Documento fuente:
▽

Lo que nosotros queremos es resolverlos y dialogar con los que puedan
y quieran hacerlo.
La historia de su vida es una
sucesión de momentos y etapas trascendentales. ¿Cuáles son los que
han dejado un recuerda más profundo?
Podría citar a lo
largo de mi vida momentos muy importantes...Ese 14 de julio cuando
llegué a París por primera vez. Recuerdo cómo se bailaba en las
calles y cómo me impresionó el mundo loco del París de esa época.

△

La solicitud: Pasa al inglés esta oración del documento fuente: «Recuerdo cómo se bailaba en las calles y cómo me impresionó el mundo loco del París de esa época.»

Listado de datos:
▽

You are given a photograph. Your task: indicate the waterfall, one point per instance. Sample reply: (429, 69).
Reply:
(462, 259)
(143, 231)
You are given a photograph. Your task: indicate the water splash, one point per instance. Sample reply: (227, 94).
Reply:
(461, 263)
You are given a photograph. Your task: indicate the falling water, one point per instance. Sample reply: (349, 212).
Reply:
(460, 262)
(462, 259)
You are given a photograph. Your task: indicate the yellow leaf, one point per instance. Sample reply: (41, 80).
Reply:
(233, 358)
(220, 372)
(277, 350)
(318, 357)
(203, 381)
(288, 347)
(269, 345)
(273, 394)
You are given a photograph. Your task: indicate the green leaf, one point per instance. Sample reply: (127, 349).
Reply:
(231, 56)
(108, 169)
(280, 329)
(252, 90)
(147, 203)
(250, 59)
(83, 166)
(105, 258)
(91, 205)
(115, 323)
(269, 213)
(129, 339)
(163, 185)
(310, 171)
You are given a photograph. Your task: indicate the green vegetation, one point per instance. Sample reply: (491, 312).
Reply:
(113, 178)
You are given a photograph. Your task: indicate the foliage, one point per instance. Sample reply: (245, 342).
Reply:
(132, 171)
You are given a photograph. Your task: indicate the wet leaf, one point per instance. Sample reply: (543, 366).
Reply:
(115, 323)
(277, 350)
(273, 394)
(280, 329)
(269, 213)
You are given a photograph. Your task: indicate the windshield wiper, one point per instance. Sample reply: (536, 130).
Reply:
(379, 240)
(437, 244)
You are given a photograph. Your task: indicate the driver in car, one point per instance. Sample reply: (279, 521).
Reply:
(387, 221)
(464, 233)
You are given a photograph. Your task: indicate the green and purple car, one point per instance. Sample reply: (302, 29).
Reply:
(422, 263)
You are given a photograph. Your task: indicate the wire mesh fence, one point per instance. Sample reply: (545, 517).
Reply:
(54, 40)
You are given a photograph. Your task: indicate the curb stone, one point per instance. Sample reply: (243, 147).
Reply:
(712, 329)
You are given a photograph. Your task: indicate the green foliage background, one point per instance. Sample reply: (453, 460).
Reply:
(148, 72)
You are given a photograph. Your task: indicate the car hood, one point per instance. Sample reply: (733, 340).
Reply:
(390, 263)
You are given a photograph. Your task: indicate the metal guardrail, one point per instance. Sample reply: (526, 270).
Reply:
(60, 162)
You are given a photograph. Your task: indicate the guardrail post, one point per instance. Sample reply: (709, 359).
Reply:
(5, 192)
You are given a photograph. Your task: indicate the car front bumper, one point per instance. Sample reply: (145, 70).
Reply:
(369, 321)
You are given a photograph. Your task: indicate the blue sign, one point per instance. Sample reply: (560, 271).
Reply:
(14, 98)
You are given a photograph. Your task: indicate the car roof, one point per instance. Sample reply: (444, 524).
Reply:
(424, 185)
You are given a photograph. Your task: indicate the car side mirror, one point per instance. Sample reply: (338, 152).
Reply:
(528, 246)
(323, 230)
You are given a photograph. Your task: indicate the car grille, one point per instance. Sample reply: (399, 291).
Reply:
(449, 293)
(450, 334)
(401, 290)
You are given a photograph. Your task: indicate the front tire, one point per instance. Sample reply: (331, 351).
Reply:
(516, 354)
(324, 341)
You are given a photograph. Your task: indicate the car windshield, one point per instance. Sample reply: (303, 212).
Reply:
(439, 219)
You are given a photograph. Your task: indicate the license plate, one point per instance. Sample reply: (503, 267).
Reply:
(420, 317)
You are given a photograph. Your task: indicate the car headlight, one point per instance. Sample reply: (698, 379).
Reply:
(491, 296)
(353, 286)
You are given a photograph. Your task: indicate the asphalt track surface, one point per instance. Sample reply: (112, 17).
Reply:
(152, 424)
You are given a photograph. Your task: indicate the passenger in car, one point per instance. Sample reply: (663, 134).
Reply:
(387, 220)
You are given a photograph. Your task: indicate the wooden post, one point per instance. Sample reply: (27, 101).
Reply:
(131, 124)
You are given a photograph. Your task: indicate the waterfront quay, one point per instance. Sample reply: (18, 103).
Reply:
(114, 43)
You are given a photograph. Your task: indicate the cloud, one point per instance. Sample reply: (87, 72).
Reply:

△

Respuesta escrita: I remember how people danced in the streets and how impressed I was by the crazy world of the Paris of that era.